# EXTRACT PROVIDED
-- Begin --

Skip to content

7. Tutorial: Generate a datavault using BETL

Bas van den Berg edited this page Dec 19, 2018 · 35 revisions

Complete code can be found at the bottom of this page.

The Nasa Facilities example

I'm a big fan of learning by example, so I will show you the working of BETL by loading a 'random' sample dataset coming from NASA: NASA Facilities sample data.

I've saved the dataset as excel on my file system NASA_Facilities.xlsx. We are going to load this data into SQL server staging first and then we can decide how to transform this data into our datawarehouse.

Create staging database

We apply the multiple schema pattern (MS) (use different schemas for different source systems).

-- End --

# ENTRIES PROVIDED
-- Begin --

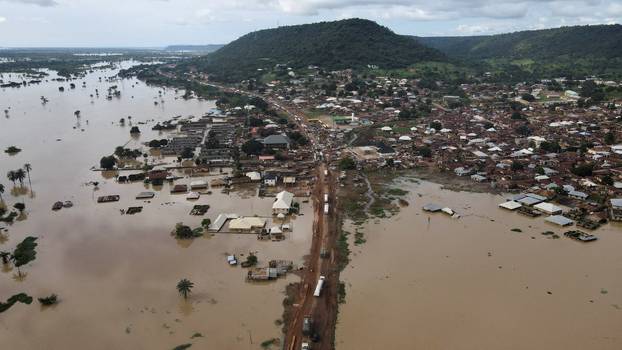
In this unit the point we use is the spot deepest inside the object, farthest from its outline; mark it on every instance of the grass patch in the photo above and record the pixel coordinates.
(343, 250)
(359, 238)
(266, 344)
(341, 293)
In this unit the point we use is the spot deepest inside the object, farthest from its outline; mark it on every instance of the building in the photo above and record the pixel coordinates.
(277, 141)
(548, 208)
(615, 209)
(283, 203)
(270, 180)
(247, 224)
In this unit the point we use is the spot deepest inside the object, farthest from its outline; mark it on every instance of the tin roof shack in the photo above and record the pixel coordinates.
(548, 208)
(277, 142)
(283, 203)
(615, 209)
(247, 224)
(559, 220)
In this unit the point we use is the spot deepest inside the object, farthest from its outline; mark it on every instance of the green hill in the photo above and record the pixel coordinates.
(578, 51)
(599, 41)
(352, 43)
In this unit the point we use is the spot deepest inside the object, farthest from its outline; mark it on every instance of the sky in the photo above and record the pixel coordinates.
(154, 23)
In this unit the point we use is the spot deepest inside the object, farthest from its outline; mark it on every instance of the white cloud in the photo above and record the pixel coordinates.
(44, 3)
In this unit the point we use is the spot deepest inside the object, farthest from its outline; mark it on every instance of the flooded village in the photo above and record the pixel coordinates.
(297, 211)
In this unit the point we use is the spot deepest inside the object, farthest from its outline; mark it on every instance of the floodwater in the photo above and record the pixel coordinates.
(472, 283)
(116, 274)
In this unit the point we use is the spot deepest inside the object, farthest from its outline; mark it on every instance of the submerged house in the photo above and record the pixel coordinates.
(283, 203)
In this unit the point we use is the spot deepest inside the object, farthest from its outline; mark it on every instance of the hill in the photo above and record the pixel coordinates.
(352, 43)
(193, 48)
(578, 51)
(600, 41)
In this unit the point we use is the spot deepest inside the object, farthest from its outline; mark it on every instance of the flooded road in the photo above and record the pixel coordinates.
(116, 274)
(473, 283)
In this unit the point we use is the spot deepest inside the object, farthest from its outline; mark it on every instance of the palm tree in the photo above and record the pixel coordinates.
(5, 257)
(20, 175)
(184, 287)
(28, 168)
(12, 176)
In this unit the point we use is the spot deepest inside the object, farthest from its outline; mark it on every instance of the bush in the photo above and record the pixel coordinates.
(108, 162)
(347, 163)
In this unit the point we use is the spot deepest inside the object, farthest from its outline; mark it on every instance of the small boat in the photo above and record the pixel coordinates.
(193, 196)
(232, 260)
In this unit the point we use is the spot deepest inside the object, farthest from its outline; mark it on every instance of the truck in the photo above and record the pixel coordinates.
(318, 287)
(307, 326)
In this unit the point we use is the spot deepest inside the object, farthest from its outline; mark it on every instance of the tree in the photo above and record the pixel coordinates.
(28, 168)
(516, 166)
(206, 222)
(610, 138)
(187, 153)
(528, 97)
(5, 256)
(108, 162)
(347, 163)
(583, 170)
(24, 252)
(20, 175)
(184, 287)
(523, 130)
(20, 206)
(517, 116)
(252, 147)
(17, 298)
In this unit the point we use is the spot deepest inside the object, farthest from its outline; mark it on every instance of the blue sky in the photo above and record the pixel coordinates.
(161, 22)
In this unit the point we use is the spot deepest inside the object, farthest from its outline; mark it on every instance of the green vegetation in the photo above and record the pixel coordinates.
(185, 232)
(577, 51)
(182, 347)
(347, 163)
(269, 343)
(12, 150)
(24, 253)
(48, 301)
(17, 298)
(184, 287)
(251, 260)
(108, 162)
(330, 45)
(341, 293)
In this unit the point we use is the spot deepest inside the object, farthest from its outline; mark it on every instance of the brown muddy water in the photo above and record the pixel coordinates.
(116, 274)
(472, 283)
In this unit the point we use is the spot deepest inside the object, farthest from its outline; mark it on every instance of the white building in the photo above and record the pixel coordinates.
(283, 203)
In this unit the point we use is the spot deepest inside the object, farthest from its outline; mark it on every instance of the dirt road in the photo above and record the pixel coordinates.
(322, 309)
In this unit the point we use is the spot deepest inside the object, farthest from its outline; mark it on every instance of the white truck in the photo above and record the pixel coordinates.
(318, 287)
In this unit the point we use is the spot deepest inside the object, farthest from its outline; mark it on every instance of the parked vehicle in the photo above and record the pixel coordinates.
(318, 287)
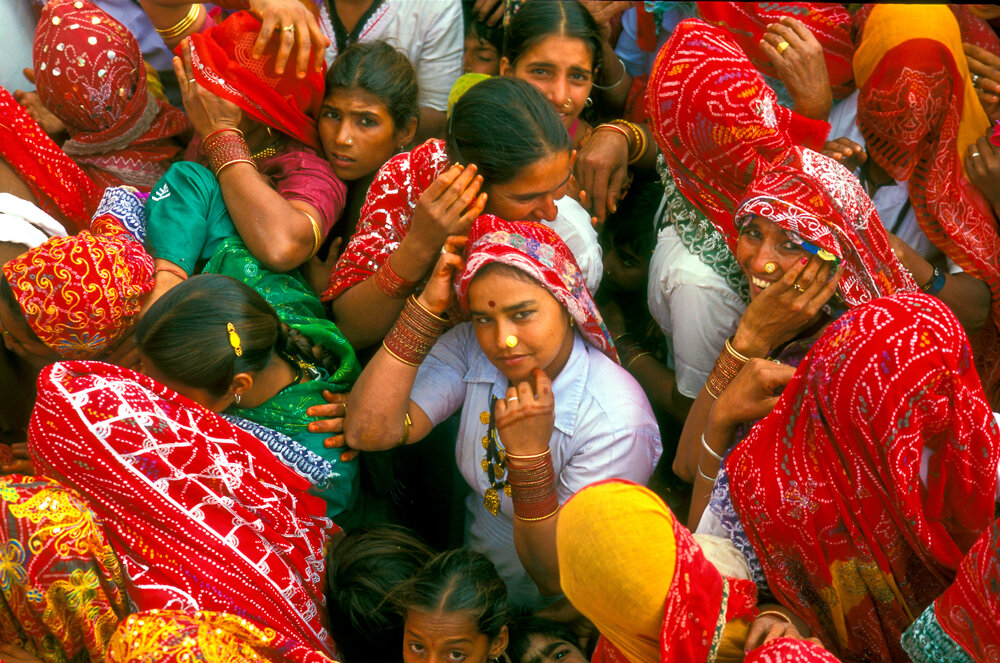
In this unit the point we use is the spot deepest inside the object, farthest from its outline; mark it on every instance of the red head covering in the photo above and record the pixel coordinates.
(201, 514)
(969, 611)
(538, 251)
(746, 23)
(90, 74)
(828, 486)
(80, 294)
(716, 121)
(919, 113)
(223, 62)
(818, 201)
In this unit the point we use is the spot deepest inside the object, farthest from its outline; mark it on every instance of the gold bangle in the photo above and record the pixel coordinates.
(317, 234)
(183, 25)
(783, 617)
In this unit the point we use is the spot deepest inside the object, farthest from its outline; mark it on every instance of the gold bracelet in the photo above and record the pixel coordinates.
(317, 234)
(183, 25)
(783, 617)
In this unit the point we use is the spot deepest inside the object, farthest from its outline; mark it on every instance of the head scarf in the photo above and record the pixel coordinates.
(90, 74)
(80, 294)
(539, 252)
(222, 62)
(167, 636)
(828, 487)
(644, 582)
(746, 23)
(716, 120)
(919, 113)
(200, 513)
(822, 207)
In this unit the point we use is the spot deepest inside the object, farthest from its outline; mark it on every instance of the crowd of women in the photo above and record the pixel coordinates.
(693, 309)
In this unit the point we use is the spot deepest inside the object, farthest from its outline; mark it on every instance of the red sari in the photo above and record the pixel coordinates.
(828, 486)
(200, 513)
(717, 122)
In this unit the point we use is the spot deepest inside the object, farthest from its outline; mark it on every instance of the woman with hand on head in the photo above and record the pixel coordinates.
(545, 407)
(507, 154)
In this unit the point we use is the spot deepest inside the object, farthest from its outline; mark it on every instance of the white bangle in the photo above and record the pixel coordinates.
(710, 450)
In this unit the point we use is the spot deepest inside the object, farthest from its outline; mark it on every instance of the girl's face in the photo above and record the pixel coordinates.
(439, 637)
(502, 305)
(532, 195)
(358, 133)
(763, 243)
(547, 649)
(481, 57)
(562, 68)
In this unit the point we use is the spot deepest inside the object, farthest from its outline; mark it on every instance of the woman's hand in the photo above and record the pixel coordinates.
(49, 123)
(785, 307)
(207, 111)
(437, 295)
(601, 169)
(332, 422)
(448, 207)
(278, 15)
(985, 69)
(18, 461)
(526, 418)
(847, 152)
(800, 66)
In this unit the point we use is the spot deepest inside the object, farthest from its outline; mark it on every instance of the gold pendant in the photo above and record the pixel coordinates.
(492, 501)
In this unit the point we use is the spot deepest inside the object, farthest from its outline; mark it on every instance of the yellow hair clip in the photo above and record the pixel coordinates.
(234, 339)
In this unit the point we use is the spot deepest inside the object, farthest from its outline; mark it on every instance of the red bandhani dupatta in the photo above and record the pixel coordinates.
(716, 120)
(89, 73)
(828, 487)
(746, 23)
(919, 113)
(822, 206)
(222, 61)
(200, 513)
(60, 186)
(969, 611)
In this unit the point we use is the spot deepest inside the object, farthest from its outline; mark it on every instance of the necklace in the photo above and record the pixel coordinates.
(494, 464)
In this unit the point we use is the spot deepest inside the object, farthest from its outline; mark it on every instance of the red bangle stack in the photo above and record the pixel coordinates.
(533, 486)
(392, 284)
(224, 148)
(414, 333)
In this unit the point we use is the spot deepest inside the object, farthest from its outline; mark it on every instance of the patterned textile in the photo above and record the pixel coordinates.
(828, 485)
(746, 23)
(716, 120)
(698, 234)
(969, 610)
(679, 605)
(62, 588)
(59, 185)
(822, 206)
(89, 73)
(200, 513)
(222, 62)
(385, 216)
(171, 636)
(788, 650)
(80, 294)
(919, 113)
(539, 252)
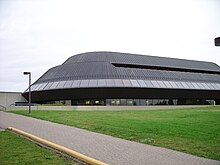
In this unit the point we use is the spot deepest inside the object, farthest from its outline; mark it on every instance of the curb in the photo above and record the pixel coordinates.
(58, 147)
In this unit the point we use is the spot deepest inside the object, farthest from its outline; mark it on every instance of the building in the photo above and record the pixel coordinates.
(110, 78)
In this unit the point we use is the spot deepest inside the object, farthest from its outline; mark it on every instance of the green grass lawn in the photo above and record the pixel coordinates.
(193, 130)
(16, 150)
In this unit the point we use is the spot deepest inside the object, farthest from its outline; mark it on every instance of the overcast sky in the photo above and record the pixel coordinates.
(36, 35)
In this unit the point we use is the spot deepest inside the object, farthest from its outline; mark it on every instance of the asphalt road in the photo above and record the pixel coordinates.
(105, 148)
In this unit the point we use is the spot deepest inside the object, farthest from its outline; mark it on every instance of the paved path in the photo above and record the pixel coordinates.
(101, 147)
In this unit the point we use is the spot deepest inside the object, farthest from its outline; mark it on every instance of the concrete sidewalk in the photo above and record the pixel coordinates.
(101, 147)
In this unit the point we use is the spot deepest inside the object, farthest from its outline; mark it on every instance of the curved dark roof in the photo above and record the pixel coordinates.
(126, 58)
(120, 69)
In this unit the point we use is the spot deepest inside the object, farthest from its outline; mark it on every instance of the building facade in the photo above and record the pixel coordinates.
(110, 78)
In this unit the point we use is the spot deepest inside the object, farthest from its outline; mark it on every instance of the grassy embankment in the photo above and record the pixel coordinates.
(193, 130)
(17, 150)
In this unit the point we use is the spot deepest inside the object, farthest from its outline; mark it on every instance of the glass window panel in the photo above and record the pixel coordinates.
(148, 83)
(142, 84)
(200, 85)
(48, 85)
(195, 85)
(42, 87)
(93, 83)
(218, 85)
(68, 84)
(162, 85)
(110, 82)
(129, 101)
(155, 84)
(118, 82)
(84, 83)
(54, 85)
(185, 85)
(127, 83)
(205, 86)
(173, 84)
(61, 84)
(102, 83)
(135, 83)
(76, 83)
(179, 85)
(210, 86)
(167, 83)
(190, 85)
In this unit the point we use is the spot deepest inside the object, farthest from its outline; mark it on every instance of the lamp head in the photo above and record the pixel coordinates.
(26, 73)
(217, 41)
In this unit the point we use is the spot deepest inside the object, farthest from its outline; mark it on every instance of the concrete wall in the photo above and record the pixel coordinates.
(86, 108)
(9, 98)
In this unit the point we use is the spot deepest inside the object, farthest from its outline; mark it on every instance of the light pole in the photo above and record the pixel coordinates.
(217, 41)
(29, 100)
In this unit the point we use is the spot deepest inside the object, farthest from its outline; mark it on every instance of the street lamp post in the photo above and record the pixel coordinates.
(29, 100)
(217, 41)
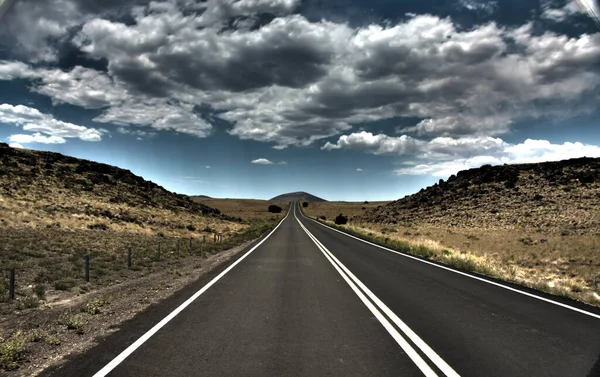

-- End --

# AIM
Answer these questions about the BETL tutorial, each on its own line:
(a) On what date was the page last edited?
(b) Under what file name was the NASA dataset saved?
(c) Which pattern is applied when creating the staging database?
Rely only on the BETL tutorial for the answers, not on the material.

# SOLUTION
(a) Dec 19, 2018
(b) NASA_Facilities.xlsx
(c) The multiple schema pattern (MS), which uses different schemas for different source systems